◆ **Problem**
In the records below, begin at the line containing "object | high-rise apartment tower" and end at the line containing "object | rooftop"; quote every line in that span exactly, including both boundary lines, and no others.

───── Raw data

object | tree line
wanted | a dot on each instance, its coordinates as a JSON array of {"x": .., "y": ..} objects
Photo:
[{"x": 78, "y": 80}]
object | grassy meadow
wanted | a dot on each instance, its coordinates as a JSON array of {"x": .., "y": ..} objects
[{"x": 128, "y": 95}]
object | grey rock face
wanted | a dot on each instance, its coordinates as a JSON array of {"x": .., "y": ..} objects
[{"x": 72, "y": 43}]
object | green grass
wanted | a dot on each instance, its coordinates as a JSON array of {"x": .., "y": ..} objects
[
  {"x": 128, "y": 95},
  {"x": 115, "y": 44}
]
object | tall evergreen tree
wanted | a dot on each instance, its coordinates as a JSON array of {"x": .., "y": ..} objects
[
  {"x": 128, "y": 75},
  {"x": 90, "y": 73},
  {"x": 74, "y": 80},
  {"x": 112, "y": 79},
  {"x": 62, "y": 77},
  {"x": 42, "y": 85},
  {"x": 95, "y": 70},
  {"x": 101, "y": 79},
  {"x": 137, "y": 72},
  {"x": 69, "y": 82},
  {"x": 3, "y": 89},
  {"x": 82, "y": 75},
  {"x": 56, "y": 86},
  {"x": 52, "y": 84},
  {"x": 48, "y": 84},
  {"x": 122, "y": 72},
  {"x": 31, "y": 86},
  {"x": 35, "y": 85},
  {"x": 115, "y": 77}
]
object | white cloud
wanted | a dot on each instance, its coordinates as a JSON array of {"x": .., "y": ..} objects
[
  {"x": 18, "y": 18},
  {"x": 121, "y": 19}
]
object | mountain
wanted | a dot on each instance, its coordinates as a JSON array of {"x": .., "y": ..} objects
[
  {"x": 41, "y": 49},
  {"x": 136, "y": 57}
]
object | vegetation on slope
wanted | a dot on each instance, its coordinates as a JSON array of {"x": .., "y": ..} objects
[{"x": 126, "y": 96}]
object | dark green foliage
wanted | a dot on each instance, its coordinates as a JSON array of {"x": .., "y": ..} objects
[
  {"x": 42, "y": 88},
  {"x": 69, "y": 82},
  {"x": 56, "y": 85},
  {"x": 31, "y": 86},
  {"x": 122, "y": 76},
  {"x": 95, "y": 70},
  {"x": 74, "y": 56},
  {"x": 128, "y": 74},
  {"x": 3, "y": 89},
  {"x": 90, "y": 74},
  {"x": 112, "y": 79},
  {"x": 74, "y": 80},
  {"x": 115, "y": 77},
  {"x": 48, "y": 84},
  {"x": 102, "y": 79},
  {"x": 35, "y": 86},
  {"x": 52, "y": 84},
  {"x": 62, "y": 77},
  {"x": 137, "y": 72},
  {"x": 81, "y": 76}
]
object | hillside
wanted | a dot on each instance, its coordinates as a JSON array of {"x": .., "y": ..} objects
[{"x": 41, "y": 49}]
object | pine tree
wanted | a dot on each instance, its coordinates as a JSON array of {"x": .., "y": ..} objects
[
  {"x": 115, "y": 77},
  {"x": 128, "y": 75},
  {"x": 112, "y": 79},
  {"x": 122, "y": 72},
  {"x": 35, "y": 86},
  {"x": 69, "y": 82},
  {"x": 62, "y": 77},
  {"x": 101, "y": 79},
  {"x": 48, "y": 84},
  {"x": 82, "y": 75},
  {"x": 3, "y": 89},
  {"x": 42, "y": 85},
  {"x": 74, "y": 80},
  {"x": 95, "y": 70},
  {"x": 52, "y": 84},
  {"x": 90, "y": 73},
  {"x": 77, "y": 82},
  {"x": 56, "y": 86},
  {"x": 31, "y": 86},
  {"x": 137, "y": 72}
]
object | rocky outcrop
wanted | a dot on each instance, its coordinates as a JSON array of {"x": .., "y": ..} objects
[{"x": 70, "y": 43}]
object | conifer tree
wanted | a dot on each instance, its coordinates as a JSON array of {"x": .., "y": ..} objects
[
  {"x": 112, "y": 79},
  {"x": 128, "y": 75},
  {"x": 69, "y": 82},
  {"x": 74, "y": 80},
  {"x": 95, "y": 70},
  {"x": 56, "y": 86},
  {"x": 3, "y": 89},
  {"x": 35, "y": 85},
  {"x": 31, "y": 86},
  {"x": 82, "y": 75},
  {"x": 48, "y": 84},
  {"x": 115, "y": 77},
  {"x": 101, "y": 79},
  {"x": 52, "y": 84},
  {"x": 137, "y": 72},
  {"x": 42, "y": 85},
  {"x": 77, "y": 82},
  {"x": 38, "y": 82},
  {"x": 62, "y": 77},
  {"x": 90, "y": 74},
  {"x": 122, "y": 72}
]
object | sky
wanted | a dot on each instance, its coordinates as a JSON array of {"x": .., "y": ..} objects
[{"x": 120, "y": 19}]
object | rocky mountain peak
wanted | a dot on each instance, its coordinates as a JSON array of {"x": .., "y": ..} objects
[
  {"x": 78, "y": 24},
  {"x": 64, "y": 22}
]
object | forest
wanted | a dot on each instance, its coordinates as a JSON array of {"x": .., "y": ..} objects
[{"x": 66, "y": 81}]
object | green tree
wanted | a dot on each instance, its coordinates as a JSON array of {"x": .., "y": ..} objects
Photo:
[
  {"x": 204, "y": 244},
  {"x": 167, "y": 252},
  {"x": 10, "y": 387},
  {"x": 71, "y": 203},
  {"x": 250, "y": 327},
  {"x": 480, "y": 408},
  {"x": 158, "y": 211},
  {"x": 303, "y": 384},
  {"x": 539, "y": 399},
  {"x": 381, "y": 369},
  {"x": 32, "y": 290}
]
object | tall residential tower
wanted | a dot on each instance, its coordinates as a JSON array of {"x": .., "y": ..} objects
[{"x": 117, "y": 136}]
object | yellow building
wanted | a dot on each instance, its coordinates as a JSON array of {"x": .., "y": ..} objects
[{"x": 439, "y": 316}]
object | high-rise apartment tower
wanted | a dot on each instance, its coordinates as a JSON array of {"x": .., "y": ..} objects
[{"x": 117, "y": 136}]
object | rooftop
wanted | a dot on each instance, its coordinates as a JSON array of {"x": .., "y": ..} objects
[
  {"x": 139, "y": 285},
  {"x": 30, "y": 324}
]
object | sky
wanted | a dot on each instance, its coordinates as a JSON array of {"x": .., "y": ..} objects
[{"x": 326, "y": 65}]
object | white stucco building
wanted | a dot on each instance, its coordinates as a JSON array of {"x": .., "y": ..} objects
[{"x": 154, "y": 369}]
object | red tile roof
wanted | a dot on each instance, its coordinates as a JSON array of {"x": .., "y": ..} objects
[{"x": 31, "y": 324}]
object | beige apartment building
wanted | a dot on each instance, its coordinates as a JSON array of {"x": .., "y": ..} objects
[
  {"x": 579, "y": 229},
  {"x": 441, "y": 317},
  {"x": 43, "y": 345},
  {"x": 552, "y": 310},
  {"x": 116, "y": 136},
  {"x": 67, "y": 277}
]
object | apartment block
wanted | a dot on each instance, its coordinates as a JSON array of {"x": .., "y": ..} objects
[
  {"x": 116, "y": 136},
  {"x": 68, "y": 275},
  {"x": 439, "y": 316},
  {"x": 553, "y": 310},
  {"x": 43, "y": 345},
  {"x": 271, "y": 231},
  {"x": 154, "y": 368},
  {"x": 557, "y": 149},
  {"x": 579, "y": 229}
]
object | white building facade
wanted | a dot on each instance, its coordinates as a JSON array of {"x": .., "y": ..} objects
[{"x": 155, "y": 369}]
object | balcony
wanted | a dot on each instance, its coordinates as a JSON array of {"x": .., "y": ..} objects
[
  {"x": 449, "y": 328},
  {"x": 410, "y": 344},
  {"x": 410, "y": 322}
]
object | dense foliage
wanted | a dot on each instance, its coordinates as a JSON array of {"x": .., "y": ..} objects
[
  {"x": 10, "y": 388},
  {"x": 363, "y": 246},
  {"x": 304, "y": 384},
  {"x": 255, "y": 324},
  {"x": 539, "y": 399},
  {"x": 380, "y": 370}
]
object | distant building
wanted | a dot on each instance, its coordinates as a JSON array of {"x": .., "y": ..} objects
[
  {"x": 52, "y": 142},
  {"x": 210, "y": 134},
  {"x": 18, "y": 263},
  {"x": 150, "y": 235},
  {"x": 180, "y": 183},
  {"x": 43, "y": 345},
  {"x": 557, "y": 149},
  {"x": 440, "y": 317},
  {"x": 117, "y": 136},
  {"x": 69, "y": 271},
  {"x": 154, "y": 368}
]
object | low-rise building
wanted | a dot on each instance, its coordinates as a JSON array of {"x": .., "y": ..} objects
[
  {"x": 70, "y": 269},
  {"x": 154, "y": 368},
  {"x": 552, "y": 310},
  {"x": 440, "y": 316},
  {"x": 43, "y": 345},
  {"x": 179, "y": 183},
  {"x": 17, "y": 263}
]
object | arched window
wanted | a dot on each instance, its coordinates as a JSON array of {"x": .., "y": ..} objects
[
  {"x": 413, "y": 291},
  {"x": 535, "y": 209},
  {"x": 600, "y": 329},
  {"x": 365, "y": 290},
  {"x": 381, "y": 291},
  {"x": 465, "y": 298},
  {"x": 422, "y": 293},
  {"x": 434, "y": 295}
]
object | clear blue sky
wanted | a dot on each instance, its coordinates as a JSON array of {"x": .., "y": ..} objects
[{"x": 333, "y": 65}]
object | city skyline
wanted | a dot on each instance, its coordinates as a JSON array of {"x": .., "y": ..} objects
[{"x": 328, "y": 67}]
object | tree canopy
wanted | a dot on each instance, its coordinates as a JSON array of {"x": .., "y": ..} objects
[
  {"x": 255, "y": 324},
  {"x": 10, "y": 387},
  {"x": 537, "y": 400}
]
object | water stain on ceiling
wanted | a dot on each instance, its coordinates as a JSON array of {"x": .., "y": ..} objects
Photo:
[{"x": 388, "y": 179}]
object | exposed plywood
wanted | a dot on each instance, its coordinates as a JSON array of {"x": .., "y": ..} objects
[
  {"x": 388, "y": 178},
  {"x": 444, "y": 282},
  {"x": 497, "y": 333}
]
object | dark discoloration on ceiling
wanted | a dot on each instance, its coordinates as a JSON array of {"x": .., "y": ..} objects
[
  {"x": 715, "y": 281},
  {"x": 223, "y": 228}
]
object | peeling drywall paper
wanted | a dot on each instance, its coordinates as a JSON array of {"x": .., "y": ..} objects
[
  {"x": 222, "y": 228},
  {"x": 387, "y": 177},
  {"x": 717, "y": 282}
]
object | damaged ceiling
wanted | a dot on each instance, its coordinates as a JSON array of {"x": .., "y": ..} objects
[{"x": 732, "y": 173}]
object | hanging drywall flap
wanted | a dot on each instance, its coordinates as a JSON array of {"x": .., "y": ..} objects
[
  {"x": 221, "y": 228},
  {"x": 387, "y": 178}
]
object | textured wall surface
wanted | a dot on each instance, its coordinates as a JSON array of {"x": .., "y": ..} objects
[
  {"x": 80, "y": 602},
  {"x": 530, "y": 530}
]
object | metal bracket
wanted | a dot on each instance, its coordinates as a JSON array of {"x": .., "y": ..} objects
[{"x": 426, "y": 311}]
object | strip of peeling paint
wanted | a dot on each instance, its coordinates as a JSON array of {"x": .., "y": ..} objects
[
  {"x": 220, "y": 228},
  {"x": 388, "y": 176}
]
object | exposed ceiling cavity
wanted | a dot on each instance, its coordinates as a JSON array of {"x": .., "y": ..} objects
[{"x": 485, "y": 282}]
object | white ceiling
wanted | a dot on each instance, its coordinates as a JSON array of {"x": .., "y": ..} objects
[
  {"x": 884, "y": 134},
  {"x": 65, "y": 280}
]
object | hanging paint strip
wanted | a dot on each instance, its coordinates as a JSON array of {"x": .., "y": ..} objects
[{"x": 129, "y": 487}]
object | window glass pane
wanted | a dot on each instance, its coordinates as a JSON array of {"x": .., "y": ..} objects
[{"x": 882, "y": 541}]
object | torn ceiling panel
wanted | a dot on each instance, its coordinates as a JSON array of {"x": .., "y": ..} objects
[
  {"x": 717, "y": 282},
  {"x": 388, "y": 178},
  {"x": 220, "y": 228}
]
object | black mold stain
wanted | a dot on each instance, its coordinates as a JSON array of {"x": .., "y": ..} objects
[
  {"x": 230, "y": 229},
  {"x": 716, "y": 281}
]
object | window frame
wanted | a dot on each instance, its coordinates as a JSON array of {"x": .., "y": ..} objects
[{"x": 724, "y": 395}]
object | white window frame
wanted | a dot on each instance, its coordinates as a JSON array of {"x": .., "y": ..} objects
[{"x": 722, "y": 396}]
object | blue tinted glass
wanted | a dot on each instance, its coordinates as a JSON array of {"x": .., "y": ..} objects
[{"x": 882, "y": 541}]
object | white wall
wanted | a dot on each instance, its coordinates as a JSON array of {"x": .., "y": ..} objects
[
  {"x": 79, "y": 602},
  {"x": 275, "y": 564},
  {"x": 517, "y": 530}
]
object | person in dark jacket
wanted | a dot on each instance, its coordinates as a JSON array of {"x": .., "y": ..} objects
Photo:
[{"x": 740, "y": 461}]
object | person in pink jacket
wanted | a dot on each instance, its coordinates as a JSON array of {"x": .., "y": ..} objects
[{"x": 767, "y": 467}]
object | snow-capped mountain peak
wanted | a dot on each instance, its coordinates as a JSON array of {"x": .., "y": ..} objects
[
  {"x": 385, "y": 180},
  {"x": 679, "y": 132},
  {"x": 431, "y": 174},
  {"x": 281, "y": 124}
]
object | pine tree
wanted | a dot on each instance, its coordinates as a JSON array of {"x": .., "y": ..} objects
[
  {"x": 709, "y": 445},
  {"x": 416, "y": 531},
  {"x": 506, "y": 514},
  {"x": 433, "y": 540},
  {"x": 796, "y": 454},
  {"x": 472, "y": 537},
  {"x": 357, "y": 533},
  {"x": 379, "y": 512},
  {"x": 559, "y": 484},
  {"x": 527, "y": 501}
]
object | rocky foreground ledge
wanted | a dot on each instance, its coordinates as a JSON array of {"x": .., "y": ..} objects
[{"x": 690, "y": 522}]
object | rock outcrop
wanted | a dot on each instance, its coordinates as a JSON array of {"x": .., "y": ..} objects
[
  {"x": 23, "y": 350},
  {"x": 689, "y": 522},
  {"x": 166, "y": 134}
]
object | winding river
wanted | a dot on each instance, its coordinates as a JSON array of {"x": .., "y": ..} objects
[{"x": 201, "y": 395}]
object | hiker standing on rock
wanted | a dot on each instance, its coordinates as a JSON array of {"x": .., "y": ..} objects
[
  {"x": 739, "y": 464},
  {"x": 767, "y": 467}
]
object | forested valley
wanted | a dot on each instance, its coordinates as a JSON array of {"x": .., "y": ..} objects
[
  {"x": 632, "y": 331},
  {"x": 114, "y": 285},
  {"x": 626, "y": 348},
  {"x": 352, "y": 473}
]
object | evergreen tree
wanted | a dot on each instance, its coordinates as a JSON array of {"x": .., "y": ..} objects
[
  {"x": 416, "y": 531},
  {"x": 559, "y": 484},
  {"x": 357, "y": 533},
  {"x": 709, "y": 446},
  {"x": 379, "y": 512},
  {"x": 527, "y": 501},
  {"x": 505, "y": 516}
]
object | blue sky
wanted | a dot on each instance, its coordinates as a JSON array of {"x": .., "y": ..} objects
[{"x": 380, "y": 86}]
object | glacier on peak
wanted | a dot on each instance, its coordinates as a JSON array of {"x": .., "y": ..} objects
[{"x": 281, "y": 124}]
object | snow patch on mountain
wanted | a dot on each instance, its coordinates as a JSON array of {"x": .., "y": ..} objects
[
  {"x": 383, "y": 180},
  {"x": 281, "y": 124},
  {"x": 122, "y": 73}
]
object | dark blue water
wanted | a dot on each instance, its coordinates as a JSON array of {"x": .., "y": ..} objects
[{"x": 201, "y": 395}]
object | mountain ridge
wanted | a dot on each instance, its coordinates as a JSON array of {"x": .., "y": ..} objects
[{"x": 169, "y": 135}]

──────────

◆ **Solution for this problem**
object | high-rise apartment tower
wanted | a dot on each instance, its coordinates as a JSON array of {"x": .., "y": ..} objects
[{"x": 117, "y": 136}]
object | rooftop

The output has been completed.